*ARTICOLO*
La destra revanchista blocca il film diretto dall'attrice. E' basato sul drammatico racconto di un ex pilota americano di origine italiana, Luis Zamperini, catturato dai giapponesi e costretto a sopportare condizioni disumane in un campo di prigionia
Per carità. Non è certo un capolavoro. E ci mancherebbe che la loro storia, i giapponesi, la debbano imparare da Angelina Jolie, anziché, come sarebbe giusto, a scuola, in famiglia, dal loro governo.
Ma l’idea che la distribuzione di un film (americano) costato oltre cento milioni di dollari possa essere bloccata per paura di ritorsioni da parte della sempre più rumorosa – ma per fortuna ancora innocua – destra revanchista giapponese è decisamente dura da digerire. E la dice lunga sull’atmosfera sempre più pesante, illiberale e a volte pericolosamente intollerante che si respira in Giappone.

*CONSEGNA 1*
Stabilisci se ciascuna affermazione concorda con l'articolo sul film di Angelina Jolie: (a) il film si basa sul racconto di un ex pilota americano di origine italiana; (b) l'autore considera il film un capolavoro; (c) il film è costato meno di cento milioni di dollari. Rispondi sì o no a ciascuna, citando le parole dell'articolo che decidono la risposta.
*CONSEGNA 2*
Porta avanti l'articolo sul film di Angelina Jolie bloccato in Giappone, riprendendo subito dopo la sua ultima frase.
Le voci riportate più avanti non servono per svolgere il lavoro.

*VOCI DEL DATASET*

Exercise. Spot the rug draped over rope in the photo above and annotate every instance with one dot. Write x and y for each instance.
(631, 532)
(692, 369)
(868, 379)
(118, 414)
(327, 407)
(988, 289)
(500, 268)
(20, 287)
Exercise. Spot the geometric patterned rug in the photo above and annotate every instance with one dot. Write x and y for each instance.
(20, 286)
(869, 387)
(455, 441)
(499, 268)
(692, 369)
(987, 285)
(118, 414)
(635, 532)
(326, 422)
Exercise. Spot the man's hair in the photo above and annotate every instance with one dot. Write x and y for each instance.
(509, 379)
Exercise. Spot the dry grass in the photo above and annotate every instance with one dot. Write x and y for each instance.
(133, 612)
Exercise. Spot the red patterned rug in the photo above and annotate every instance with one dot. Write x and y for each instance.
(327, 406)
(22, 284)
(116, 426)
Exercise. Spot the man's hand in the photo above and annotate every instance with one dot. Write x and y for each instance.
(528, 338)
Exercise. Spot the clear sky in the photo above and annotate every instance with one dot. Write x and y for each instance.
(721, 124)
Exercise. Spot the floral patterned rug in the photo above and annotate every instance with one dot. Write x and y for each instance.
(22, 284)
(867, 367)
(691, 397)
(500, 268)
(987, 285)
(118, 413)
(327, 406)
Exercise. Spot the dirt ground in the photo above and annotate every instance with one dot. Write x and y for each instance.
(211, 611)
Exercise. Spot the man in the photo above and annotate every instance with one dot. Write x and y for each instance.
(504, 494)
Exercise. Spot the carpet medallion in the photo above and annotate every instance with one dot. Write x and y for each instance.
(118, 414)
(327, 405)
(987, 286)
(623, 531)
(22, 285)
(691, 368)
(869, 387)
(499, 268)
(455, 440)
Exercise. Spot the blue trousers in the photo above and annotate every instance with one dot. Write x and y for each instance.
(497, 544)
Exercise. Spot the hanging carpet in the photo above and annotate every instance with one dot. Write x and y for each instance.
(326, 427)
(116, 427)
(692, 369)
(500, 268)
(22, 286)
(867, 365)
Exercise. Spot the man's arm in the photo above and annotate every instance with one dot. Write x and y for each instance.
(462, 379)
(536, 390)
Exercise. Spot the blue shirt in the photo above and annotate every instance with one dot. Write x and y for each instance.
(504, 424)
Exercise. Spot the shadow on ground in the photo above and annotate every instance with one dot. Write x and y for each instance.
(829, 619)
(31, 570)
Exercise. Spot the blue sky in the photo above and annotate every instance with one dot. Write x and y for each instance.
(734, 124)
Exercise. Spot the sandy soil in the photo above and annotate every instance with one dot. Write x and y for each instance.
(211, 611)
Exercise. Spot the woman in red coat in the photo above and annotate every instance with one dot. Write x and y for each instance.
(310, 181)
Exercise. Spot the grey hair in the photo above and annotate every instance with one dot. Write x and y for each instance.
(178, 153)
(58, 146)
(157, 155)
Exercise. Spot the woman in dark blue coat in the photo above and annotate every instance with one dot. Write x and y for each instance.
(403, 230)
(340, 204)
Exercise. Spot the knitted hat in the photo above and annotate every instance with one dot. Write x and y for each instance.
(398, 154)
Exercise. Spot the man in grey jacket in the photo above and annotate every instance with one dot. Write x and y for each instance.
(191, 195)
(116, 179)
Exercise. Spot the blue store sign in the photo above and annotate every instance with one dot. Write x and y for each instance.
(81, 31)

*SOLUZIONE 1*
(a) Sì: "E' basato sul drammatico racconto di un ex pilota americano di origine italiana, Luis Zamperini".
(b) No: "Non è certo un capolavoro."
(c) No: "costato oltre cento milioni di dollari".

*SOLUZIONE 2*
Parliamo di Unbroken, ultima fatica alla regia di Angelina Jolie. Che come attrice in Giappone è stata sempre molto apprezzata e seguita, ma che stavolta non vedrà il suo film – basato sul drammatico racconto di un ex pilota americano di origine italiana, Luis Zamperini (interpretato da Jack O’Collen), catturato dai giapponesi e costretto a sopportare condizioni disumane in un campo di prigionia diretto da un ufficiale sadico e crudele – proiettato in nessuna sala dell’Impero. E questo nonostante nel film il ruolo dell’ufficiale sadico sia impersonato da Miyavi (vero nome Takamasa Ishihara), popolare rock star nazionale. Motivo?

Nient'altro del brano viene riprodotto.